## WORK ITEM
Write every line of the material again exactly, with no pictures in the copy.

## RECORDED DATA

┄┄┄┄┄┄

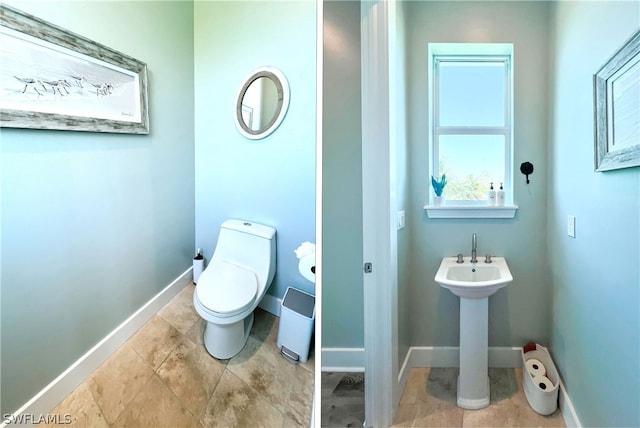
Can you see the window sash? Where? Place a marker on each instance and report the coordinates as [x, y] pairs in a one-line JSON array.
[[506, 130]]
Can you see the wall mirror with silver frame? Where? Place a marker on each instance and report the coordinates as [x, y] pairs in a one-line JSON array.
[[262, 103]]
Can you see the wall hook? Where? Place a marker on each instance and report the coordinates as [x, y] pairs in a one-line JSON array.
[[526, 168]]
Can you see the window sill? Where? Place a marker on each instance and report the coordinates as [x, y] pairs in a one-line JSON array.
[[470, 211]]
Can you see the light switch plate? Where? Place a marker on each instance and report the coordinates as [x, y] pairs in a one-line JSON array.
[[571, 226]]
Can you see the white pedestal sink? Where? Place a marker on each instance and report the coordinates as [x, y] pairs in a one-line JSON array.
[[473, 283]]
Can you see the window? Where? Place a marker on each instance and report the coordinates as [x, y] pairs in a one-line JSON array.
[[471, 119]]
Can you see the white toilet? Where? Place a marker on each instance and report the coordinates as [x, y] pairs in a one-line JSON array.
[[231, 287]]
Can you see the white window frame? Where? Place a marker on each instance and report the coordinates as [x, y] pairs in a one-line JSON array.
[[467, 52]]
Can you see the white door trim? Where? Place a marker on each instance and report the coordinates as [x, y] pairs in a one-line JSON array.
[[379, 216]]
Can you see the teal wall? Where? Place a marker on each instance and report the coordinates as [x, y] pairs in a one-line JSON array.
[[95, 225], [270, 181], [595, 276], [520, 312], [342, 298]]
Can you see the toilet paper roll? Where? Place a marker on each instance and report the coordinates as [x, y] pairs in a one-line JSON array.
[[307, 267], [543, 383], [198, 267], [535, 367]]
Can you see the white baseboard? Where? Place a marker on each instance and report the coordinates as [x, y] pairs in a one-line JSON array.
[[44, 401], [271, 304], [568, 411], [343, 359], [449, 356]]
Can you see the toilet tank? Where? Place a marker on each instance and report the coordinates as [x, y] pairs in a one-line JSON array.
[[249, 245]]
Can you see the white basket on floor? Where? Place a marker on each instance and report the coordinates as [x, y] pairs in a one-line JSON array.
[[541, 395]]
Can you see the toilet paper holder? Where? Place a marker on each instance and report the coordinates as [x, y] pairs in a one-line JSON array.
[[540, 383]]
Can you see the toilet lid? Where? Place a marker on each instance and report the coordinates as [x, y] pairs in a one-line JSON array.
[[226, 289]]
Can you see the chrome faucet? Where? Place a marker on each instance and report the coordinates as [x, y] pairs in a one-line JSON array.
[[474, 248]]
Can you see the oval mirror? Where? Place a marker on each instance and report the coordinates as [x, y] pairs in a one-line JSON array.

┄┄┄┄┄┄

## PROBLEM SOLUTION
Can you see the window sash? Where? Place a marker on each instance and report the coordinates as [x, y] pairs in a one-line JSON array.
[[506, 130]]
Can you see the wall mirror with silver frame? Where? Place a marker on each instance and report the coordinates as [x, y] pairs in a one-line JSON array.
[[262, 103]]
Can you see the wall hook? Where? Place a marker on each instance and report the coordinates as [x, y] pairs in a one-line JSON array.
[[526, 168]]
Can you see the window sill? Where? Place a marker on each instance and report the coordinates as [x, y] pairs in a one-line JSON array.
[[470, 211]]
Can you see the light switch plate? Where? Place a marker on each instance and report the coordinates as [x, y] pairs in a one-line JSON array.
[[571, 226]]
Can you see the white pedestal sink? Where? Place a marker on each instance and report the coordinates as [x, y] pairs in a one-line JSON array.
[[473, 283]]
Can you see the window? Where? Place a marker on each instance and report the coordinates as [x, y] pairs in a one-line JSON array.
[[471, 119]]
Can you see the white toilet? Where? Place a marker on each instance and report the coordinates as [x, y] pairs in a one-line JSON array.
[[231, 287]]
Can you see the white window frame? Where? Place a marker on each instance and report the coordinates as [x, y] pairs in a one-line JSON array.
[[467, 52]]
Can you see the white door trim? Where? Place a marker on each instance and report the coordinates as [x, y] pairs in a one-line JSON array.
[[379, 216]]
Can you see the teal wall? Where? Place a marker on each instance and report the coordinates as [x, y] pairs in a one-line JSON array.
[[95, 225], [270, 181], [595, 276], [520, 312], [342, 298]]
Can you see the toilet paper roll? Where? Place a marker on each instance and report the coordinates as [x, y] pairs in a one-line JSON array.
[[307, 267], [543, 383], [198, 267], [535, 367]]
Can you see the white baseboard? Where? Place a marker on each instance and report the coordinates as [x, y] pairs in a one-line JSON array.
[[44, 401], [271, 304], [568, 411], [343, 359], [449, 356]]
Can you see the toilet tank? Where? Place a marker on each instance and report the coordinates as [x, y] pairs in a one-line JSON array.
[[249, 245]]
Can you see the white basket on floor? Where? Place a marker on each instance and report the coordinates as [x, y] pairs in a one-line JSON array.
[[541, 395]]
Can you see the toilet paper holder? Where? Place a marker on each instance and report the coordinates as [x, y] pairs in a one-line JSON array.
[[540, 383]]
Can you see the toilet lid? Where? Place a marker on each instance and report the coordinates as [x, y] pairs in a one-line JSON array.
[[226, 289]]
Can you see the chrome faucet? Where? Place a marker on each instance and report the coordinates as [x, y] pairs in a one-line JSON array.
[[474, 248]]
Can you see the oval mirror? Where? Place a marker on each instance and report the coordinates as [x, y] pairs in a one-line JSON array.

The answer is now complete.